> _PROBLEM REQUIREMENTS_:
How many lines in the records below contain the string "marker"? Case counts, and the reply should be the number alone.

> _PROVIDED ENTRIES_:

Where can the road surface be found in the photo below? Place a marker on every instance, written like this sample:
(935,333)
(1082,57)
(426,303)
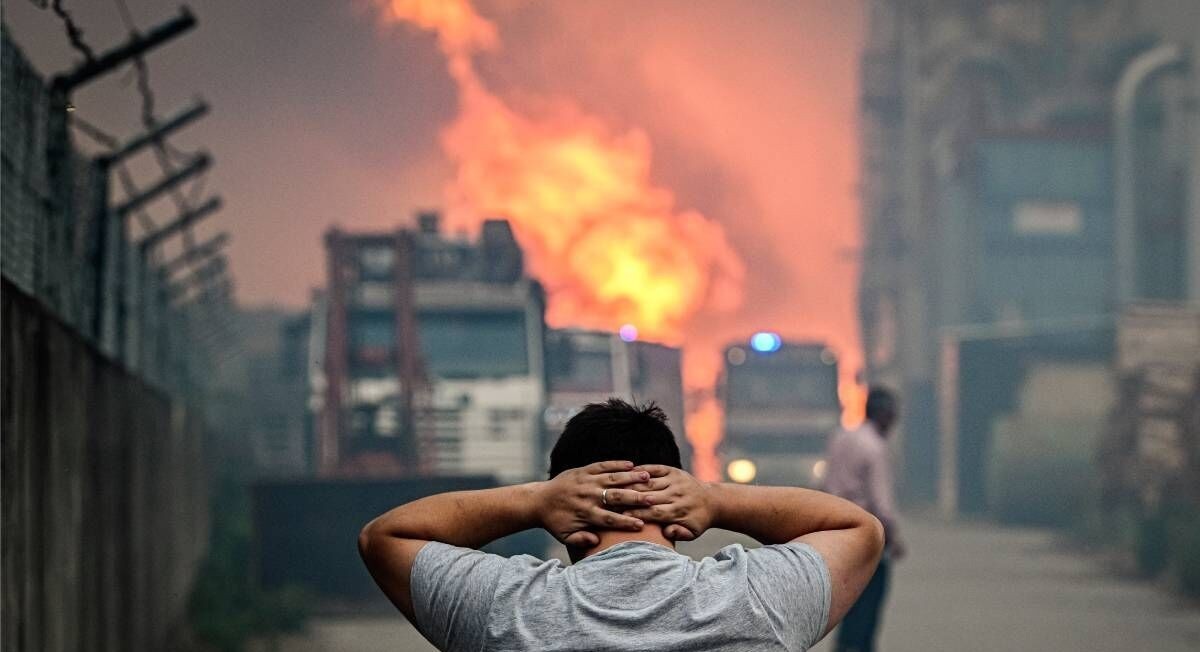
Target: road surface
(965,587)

--

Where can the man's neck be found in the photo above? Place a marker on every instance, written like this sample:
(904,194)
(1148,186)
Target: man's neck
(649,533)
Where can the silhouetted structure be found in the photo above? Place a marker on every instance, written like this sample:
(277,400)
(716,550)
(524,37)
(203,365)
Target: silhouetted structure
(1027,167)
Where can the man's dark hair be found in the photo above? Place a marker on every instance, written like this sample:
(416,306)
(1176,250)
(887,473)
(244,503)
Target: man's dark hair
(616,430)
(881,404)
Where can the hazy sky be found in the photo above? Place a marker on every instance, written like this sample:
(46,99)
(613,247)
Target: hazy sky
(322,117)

> _ANSWER TO THIS PROBLEM_:
5